- _Source extract_
-- Opening Marker --
Either a "ba_repeated" object (exactly two methods) or a "ba_repeated_matrix" object ($\ge 3$ methods).

If exactly two methods are supplied, the returned "ba_repeated" object is a list with components:

means: numeric vector of paired means $(y_1 + y_2)/2$ used for plotting helpers.
diffs: numeric vector of paired differences $y_2 - y_1$ used for plotting helpers.
based.on: integer number of complete subject-time pairs used.
mean.diffs: scalar model-based BA centre. When include_slope = FALSE, this is the fitted intercept of the paired- difference model. When include_slope = TRUE, this is the fitted mean difference at the centred reference paired mean used internally by the backend.
lower.limit, upper.limit: scalar limits of agreement, computed as $\mu_0 \pm \texttt{loa\_multiplier}\sqrt{\sigma_u^2 + \sigma_e^2}$.
lines: named numeric vector with entries lower, mean, and upper.
CI.lines: named numeric vector containing Wald confidence interval bounds for the bias and both LoA endpoints: mean.diff.ci.lower, mean.diff.ci.upper, lower.limit.ci.lower, lower.limit.ci.upper, upper.limit.ci.lower, upper.limit.ci.upper.
loa_multiplier: scalar LoA multiplier actually used.
critical.diff: scalar LoA half-width $\texttt{loa\_multiplier} \times \texttt{sd\_loa}$.
include_slope: logical, copied from the call.
beta_slope: proportional-bias slope on the original paired-mean scale when include_slope = TRUE; otherwise NA.
sigma2_subject: estimated variance of the subject-level random intercept on paired differences.
sigma2_resid: estimated residual variance on paired differences.
use_ar1: logical, copied from the call.
residual_model: either "ar1" or "iid", indicating the final residual structure actually used.
-- Closing Marker --
- _Task instructions_
a. In the return-value description, shorten the paragraph beginning "mean.diffs: scalar model-based BA centre" into a bulleted list that keeps its main facts.
b. According to the return-value description, which two values can residual_model take?
c. Edit the return-value description from "CI.lines: named numeric" up to and including "TRUE; otherwise NA.", replacing "Wald" with "profile-likelihood".

- _Data provided_
-- Opening Marker --
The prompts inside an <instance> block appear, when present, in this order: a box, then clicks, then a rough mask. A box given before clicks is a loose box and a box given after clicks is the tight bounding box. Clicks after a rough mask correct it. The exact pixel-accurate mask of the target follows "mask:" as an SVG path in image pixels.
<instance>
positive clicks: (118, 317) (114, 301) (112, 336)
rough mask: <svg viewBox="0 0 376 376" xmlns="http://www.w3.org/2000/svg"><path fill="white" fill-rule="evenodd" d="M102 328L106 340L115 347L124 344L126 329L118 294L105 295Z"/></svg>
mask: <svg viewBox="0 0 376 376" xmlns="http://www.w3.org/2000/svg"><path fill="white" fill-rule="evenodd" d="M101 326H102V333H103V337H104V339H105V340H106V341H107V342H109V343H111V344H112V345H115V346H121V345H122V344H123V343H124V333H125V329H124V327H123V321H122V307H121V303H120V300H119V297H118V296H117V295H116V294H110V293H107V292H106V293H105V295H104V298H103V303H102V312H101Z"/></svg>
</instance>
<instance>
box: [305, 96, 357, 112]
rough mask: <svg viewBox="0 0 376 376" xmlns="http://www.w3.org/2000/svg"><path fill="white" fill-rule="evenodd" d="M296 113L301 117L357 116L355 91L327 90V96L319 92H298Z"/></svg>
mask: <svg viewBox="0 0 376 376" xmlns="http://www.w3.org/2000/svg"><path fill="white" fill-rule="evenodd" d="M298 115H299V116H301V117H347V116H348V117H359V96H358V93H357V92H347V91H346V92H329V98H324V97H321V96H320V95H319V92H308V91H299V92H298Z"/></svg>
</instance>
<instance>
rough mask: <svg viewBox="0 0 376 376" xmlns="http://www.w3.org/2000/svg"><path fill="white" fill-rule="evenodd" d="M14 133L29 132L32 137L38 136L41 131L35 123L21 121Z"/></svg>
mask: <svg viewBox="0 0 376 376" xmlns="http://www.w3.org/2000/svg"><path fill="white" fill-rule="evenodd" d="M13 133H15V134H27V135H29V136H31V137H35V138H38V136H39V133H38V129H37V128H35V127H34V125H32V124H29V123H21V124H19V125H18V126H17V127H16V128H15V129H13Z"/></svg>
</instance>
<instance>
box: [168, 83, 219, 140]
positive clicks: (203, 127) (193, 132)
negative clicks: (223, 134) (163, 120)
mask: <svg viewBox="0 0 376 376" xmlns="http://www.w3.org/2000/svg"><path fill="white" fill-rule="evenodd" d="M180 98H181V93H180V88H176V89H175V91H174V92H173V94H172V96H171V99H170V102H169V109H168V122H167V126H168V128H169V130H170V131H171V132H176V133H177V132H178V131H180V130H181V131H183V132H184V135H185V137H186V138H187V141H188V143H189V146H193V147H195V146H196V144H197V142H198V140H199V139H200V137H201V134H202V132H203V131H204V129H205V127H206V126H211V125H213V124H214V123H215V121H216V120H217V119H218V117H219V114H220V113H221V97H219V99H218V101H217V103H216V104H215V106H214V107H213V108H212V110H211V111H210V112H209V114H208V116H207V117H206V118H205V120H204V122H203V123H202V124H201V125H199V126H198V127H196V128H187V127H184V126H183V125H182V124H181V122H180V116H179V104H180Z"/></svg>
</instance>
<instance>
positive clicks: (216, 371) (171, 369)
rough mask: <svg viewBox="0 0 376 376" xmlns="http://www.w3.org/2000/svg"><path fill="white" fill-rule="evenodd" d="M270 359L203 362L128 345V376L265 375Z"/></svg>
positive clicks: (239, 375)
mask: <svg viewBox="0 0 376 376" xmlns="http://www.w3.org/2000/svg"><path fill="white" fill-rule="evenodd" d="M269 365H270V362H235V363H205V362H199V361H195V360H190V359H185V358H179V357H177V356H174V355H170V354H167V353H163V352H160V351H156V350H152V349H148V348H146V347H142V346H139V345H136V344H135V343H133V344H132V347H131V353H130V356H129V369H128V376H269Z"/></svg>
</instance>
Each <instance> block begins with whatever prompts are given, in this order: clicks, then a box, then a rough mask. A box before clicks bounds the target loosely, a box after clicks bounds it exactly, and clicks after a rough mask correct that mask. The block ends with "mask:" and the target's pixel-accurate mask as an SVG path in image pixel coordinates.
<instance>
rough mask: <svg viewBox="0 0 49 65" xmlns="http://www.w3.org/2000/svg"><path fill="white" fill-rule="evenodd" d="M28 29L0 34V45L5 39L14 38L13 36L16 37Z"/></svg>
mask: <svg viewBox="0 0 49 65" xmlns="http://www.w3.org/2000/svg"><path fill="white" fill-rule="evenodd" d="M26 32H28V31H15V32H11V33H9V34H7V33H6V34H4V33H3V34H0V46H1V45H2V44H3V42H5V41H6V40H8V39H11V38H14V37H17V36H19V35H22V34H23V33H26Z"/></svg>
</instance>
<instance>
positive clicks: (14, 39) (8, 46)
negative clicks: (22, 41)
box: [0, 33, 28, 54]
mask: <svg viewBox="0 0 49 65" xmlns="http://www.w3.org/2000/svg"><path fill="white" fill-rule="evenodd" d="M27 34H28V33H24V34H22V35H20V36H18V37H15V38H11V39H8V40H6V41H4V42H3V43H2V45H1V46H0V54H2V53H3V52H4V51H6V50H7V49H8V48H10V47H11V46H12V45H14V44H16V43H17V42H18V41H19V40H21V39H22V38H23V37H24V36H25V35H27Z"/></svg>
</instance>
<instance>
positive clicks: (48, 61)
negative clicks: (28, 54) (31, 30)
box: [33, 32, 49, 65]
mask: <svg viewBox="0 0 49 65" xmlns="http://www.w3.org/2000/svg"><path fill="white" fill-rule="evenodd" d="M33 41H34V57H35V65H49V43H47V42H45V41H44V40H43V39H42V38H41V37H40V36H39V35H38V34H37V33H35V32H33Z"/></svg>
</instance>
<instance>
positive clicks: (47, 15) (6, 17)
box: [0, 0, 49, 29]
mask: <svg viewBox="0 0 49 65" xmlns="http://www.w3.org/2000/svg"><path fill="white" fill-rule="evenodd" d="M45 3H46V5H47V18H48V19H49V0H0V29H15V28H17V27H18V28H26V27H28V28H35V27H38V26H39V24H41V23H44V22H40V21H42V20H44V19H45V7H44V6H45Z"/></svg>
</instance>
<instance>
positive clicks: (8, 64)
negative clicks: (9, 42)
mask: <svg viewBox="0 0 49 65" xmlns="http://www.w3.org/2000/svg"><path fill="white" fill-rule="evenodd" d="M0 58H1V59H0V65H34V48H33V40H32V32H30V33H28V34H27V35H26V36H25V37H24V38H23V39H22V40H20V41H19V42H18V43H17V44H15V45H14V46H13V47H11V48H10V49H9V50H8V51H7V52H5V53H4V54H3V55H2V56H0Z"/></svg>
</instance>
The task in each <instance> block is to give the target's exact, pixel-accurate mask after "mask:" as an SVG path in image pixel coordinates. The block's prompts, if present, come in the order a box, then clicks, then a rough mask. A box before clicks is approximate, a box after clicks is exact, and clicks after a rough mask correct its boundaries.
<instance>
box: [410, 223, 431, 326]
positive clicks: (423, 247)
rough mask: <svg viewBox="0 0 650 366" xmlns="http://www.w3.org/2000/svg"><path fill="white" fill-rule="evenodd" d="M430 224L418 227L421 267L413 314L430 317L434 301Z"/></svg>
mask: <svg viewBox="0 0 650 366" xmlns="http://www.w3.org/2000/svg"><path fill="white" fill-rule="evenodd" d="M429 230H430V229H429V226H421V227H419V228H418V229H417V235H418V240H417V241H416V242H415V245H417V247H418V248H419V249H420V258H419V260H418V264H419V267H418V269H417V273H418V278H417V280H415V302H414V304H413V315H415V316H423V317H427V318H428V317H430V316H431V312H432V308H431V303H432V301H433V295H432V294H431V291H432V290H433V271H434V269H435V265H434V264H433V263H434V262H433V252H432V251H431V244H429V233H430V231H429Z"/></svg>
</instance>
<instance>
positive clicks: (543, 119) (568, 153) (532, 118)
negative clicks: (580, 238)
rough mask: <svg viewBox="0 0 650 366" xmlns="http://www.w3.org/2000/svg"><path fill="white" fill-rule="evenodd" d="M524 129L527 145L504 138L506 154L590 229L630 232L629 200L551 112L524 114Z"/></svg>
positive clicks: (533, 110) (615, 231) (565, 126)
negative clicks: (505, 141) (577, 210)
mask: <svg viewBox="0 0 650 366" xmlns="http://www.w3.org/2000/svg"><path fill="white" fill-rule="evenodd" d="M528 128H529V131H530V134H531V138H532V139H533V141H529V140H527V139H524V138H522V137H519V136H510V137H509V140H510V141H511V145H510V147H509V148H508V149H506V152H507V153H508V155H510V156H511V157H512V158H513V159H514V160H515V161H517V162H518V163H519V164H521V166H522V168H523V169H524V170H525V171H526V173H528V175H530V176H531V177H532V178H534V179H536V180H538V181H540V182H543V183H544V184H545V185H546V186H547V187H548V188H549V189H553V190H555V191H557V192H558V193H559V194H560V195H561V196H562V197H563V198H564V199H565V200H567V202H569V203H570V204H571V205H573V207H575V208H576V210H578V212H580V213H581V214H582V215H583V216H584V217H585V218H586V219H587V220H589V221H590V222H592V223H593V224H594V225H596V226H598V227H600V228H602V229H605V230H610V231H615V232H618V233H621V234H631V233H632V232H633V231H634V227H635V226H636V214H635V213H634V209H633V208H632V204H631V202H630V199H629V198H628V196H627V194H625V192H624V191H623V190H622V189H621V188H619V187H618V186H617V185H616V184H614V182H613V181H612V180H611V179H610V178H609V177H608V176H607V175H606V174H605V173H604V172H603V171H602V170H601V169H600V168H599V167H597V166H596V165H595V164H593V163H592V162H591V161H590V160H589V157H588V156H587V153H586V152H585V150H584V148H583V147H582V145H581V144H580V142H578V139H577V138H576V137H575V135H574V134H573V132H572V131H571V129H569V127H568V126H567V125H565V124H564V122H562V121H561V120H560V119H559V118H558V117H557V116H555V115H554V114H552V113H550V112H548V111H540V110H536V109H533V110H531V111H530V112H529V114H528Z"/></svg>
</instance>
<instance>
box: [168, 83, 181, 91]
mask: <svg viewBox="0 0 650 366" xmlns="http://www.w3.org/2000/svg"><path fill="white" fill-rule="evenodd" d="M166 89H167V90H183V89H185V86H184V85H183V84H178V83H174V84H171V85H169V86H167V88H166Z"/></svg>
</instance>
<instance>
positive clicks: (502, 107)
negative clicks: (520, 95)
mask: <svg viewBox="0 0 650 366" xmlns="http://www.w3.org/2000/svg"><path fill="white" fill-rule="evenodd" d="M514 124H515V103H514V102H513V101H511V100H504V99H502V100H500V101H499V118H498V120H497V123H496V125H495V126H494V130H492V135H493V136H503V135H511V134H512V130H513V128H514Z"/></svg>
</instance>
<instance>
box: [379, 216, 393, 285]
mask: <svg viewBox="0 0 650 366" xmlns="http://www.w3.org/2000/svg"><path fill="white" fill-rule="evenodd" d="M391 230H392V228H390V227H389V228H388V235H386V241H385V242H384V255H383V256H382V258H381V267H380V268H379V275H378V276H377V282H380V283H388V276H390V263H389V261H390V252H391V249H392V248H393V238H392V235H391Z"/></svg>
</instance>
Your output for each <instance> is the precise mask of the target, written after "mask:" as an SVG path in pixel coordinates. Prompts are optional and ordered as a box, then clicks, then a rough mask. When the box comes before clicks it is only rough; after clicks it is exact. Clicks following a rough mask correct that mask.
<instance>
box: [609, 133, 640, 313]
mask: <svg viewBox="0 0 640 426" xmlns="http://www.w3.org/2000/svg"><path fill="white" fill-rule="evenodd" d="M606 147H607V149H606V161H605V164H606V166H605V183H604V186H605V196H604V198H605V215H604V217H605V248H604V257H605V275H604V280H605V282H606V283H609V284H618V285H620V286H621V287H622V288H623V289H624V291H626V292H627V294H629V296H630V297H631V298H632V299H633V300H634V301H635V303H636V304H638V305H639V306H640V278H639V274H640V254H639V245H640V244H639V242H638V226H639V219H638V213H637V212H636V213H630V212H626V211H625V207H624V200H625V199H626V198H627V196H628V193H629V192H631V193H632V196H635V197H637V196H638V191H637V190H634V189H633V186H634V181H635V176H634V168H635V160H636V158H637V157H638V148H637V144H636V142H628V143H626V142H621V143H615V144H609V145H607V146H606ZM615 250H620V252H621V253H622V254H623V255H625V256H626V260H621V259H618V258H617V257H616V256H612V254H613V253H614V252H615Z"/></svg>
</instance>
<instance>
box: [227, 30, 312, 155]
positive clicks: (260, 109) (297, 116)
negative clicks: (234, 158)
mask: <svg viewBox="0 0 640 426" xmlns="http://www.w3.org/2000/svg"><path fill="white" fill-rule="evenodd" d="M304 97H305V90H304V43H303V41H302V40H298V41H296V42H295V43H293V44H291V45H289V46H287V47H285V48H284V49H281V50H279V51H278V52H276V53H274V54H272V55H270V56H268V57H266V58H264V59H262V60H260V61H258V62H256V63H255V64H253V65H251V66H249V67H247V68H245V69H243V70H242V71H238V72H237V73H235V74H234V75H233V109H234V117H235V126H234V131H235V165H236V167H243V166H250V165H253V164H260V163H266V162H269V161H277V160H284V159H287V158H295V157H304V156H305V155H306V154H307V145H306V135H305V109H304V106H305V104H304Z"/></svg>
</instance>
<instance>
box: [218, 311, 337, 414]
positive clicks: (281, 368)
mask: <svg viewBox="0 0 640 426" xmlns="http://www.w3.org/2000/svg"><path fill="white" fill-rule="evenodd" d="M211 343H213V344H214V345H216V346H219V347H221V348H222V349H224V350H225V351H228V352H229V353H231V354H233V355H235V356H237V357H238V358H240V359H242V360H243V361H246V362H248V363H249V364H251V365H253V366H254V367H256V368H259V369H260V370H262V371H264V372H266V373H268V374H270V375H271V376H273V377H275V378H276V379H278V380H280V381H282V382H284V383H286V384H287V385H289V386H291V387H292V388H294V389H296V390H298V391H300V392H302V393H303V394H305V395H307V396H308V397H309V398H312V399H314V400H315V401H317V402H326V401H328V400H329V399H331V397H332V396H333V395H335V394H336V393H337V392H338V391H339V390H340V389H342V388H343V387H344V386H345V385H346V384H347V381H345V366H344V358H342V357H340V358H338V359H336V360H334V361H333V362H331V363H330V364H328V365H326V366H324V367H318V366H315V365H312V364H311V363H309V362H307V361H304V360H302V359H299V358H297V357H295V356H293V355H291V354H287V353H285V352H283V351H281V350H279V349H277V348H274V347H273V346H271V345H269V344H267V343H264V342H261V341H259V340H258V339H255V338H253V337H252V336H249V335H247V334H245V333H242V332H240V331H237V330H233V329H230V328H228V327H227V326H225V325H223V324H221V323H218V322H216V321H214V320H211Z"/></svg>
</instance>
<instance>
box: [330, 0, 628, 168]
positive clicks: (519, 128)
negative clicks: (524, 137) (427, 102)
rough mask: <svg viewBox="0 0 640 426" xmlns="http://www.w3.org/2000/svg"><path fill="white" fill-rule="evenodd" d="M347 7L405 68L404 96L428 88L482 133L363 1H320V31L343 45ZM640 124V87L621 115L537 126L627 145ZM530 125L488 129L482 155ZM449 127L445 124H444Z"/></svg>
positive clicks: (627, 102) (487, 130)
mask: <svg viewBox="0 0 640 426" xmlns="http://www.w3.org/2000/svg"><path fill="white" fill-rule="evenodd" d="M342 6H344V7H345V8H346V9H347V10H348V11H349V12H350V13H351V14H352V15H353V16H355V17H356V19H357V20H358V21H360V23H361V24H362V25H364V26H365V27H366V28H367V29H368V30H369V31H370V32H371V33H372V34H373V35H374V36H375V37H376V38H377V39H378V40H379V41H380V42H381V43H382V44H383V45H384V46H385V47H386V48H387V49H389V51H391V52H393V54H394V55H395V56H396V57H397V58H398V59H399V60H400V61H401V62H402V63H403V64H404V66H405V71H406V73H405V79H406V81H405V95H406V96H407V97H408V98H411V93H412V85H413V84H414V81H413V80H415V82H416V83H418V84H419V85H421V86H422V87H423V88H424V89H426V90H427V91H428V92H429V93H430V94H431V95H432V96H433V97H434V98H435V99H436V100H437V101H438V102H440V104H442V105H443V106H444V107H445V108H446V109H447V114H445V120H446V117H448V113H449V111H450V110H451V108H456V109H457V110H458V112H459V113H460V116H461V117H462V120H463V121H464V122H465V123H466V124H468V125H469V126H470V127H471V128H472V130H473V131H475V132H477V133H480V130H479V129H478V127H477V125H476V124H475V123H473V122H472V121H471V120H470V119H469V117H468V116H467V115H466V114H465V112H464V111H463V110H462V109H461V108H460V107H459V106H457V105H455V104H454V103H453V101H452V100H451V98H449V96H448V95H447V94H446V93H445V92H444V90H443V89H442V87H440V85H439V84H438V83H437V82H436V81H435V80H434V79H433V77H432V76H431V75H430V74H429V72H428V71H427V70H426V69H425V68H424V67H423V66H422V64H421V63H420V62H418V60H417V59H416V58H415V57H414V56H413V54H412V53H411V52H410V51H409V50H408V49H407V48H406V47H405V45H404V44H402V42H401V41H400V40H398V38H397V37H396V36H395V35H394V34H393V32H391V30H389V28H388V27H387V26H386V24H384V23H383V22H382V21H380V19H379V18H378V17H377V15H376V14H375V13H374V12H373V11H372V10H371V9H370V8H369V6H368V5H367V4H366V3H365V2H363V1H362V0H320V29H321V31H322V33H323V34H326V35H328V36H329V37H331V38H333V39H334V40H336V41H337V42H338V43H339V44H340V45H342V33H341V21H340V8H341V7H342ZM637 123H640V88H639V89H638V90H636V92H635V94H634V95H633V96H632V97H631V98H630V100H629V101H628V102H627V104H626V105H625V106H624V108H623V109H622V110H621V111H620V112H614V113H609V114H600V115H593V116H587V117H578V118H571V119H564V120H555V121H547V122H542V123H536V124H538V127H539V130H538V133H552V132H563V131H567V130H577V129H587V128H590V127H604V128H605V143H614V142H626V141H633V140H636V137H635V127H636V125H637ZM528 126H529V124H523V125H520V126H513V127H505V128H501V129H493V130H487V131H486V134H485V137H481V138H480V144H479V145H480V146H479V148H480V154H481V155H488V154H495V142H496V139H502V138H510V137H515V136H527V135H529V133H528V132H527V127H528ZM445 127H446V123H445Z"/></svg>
-- Closing Marker --
- _Solutions_
a.
- mean.diffs: a scalar, model-based BA centre.
- With include_slope = FALSE: the fitted intercept of the paired-difference model.
- With include_slope = TRUE: the fitted mean difference at the centred reference paired mean that the backend uses internally.

b. It is either "ar1" or "iid".

c.
CI.lines: named numeric vector containing profile-likelihood confidence interval bounds for the bias and both LoA endpoints: mean.diff.ci.lower, mean.diff.ci.upper, lower.limit.ci.lower, lower.limit.ci.upper, upper.limit.ci.lower, upper.limit.ci.upper.
loa_multiplier: scalar LoA multiplier actually used.
critical.diff: scalar LoA half-width $\texttt{loa\_multiplier} \times \texttt{sd\_loa}$.
include_slope: logical, copied from the call.
beta_slope: proportional-bias slope on the original paired-mean scale when include_slope = TRUE; otherwise NA.